# START OF Records provided

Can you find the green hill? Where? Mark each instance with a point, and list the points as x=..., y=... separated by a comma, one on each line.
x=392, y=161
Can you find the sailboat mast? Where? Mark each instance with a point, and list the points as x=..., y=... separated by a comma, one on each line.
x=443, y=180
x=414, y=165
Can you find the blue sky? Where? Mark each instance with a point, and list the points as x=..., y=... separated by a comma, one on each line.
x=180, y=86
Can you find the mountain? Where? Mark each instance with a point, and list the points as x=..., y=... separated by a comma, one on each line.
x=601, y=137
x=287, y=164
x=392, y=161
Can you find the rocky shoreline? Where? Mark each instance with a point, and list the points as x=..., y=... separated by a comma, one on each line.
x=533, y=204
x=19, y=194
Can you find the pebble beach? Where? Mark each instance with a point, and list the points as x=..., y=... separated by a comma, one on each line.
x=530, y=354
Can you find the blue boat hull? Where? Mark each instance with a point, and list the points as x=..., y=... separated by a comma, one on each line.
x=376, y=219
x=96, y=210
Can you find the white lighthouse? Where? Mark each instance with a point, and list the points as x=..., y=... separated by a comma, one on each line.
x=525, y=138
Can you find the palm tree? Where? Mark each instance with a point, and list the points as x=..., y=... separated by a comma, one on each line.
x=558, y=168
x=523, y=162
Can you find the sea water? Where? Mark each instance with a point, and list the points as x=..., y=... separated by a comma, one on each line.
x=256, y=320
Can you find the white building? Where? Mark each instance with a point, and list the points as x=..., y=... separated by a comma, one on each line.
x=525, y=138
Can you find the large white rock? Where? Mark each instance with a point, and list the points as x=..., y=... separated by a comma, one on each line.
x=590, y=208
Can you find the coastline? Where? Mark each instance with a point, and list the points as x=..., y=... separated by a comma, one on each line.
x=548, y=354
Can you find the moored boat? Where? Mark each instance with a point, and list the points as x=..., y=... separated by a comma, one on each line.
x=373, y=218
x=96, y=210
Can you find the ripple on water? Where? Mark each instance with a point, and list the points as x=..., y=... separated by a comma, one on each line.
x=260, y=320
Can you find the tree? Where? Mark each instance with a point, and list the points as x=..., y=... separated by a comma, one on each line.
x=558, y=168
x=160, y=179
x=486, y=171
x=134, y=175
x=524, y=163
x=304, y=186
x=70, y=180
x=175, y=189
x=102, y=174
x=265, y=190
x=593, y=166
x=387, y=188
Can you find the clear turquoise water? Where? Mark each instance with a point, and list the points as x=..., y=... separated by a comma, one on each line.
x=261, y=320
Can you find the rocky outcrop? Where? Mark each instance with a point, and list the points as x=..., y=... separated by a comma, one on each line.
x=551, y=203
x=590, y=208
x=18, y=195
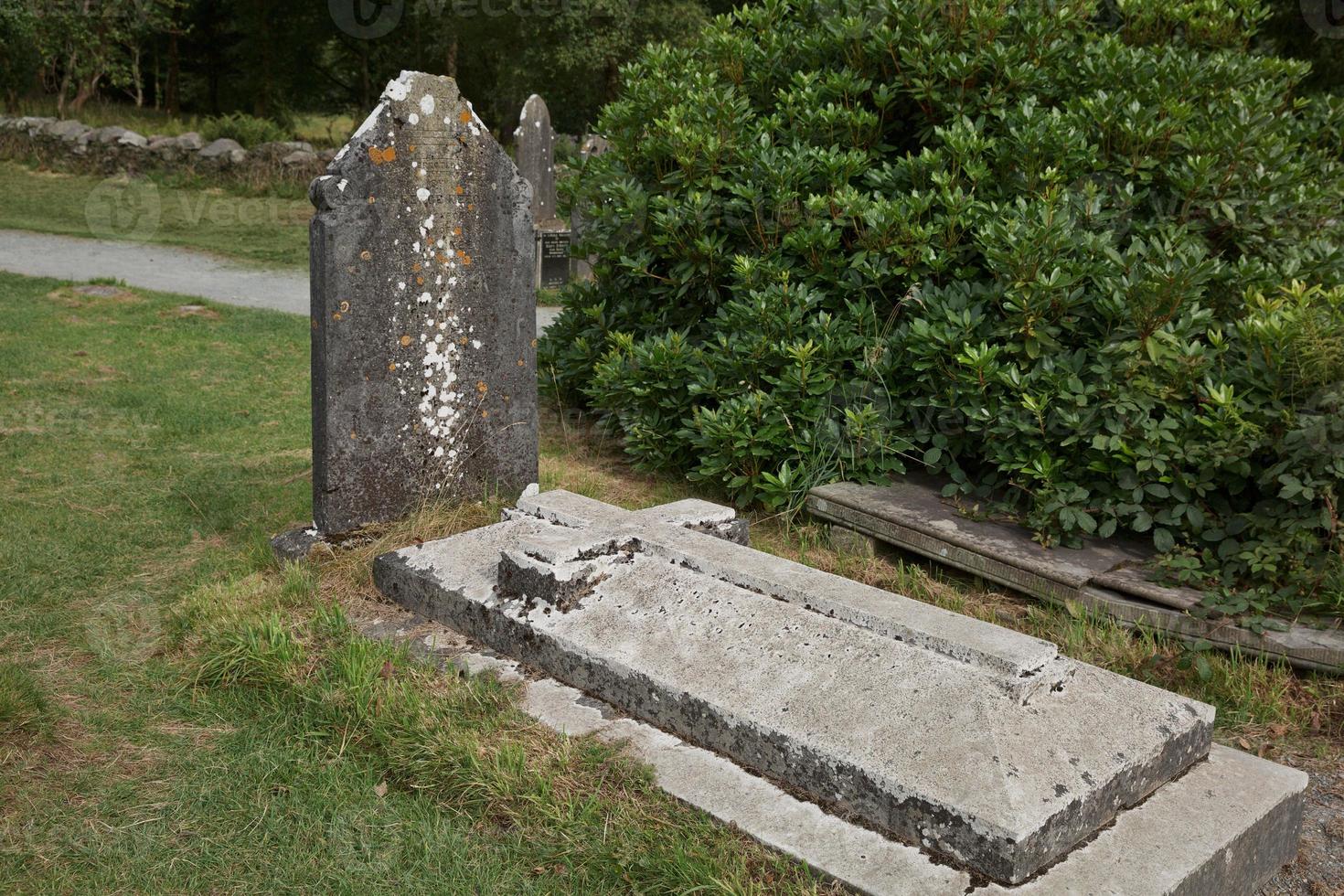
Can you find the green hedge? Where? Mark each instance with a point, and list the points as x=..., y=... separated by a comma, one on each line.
x=1081, y=258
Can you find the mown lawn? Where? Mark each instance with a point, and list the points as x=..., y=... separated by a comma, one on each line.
x=260, y=229
x=179, y=713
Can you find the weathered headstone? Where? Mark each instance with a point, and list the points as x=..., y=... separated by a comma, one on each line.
x=980, y=744
x=535, y=151
x=423, y=357
x=581, y=268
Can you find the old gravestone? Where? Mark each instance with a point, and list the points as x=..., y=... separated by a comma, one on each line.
x=423, y=329
x=581, y=266
x=535, y=145
x=552, y=258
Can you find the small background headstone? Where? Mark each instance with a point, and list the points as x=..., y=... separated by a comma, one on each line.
x=552, y=258
x=423, y=314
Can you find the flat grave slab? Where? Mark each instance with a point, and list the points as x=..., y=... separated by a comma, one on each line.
x=912, y=719
x=1109, y=577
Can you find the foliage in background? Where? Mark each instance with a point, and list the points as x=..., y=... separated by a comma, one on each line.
x=1081, y=260
x=17, y=50
x=246, y=129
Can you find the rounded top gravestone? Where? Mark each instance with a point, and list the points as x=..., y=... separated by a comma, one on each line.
x=423, y=315
x=535, y=152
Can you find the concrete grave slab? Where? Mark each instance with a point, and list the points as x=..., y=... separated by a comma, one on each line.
x=914, y=719
x=423, y=317
x=1244, y=813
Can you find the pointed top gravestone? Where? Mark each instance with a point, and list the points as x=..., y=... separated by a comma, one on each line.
x=535, y=156
x=423, y=325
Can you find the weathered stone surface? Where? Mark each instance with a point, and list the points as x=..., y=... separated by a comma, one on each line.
x=1223, y=827
x=909, y=716
x=296, y=544
x=299, y=159
x=535, y=151
x=108, y=134
x=66, y=129
x=423, y=314
x=223, y=152
x=593, y=145
x=277, y=151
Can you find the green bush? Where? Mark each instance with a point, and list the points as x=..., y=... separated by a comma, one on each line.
x=1080, y=258
x=246, y=129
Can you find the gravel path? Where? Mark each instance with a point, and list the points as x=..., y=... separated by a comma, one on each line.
x=165, y=269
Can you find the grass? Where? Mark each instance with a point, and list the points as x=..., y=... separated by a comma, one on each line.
x=180, y=713
x=320, y=129
x=258, y=229
x=211, y=723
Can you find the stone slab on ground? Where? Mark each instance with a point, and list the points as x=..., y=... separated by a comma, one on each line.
x=1104, y=575
x=423, y=316
x=912, y=724
x=1255, y=807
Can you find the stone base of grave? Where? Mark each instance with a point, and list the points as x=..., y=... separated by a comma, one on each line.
x=296, y=544
x=963, y=741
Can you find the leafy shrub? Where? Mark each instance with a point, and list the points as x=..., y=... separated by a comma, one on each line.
x=246, y=129
x=1081, y=258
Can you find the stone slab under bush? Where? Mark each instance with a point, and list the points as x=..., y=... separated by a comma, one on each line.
x=1106, y=577
x=914, y=736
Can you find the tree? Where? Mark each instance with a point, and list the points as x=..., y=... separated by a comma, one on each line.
x=19, y=59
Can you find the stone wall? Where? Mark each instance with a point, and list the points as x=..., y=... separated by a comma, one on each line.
x=71, y=144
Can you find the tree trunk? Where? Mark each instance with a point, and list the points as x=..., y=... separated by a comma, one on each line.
x=86, y=91
x=171, y=101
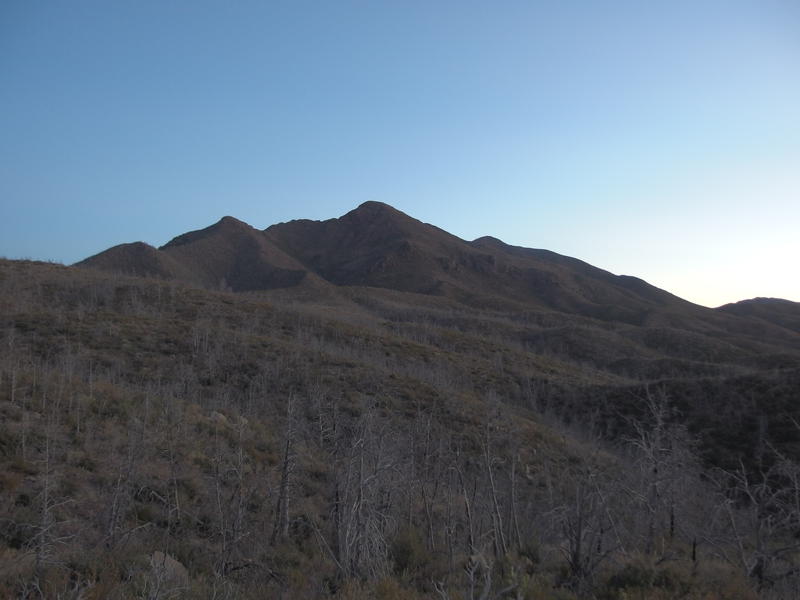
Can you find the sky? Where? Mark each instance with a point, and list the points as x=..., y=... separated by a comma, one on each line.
x=655, y=139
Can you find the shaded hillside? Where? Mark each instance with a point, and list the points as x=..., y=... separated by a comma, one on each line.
x=376, y=245
x=160, y=440
x=783, y=313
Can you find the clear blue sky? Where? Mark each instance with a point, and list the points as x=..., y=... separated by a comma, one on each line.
x=657, y=139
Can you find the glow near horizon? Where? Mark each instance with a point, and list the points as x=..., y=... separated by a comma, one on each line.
x=661, y=142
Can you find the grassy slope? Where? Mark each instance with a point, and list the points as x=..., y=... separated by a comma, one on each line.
x=142, y=416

# END OF Records provided

Brief
Please rewrite the material from the line containing "Can you find the pointed" through the line containing "x=211, y=723", inclusive, changing "gravel path" to "dirt path" and keeping everything else the same.

Written solution
Can you find the pointed top gravestone? Where? Mark each instance with a point, and list the points as x=..., y=... separated by a comma, one on each line.
x=535, y=156
x=423, y=325
Can you find the weathered stone surface? Where? Mark each instance with a point, and list the points as x=..., y=... separated by a comma, one on each line.
x=1223, y=827
x=909, y=716
x=296, y=544
x=299, y=159
x=535, y=151
x=108, y=134
x=66, y=129
x=423, y=314
x=223, y=152
x=593, y=145
x=277, y=151
Can you find the green bush? Where? Mark each instance with a point, and list the points as x=..., y=... separated by a comma, one on each line.
x=1080, y=258
x=246, y=129
Can you find the dirt path? Where? Mark each instance with a point, and list the points as x=..., y=... separated by a comma, one on each line.
x=165, y=269
Can you find the grass? Where? Mark each instance with a point, and list the points as x=..., y=... separated by a comma, one on each line.
x=180, y=713
x=320, y=129
x=258, y=229
x=211, y=723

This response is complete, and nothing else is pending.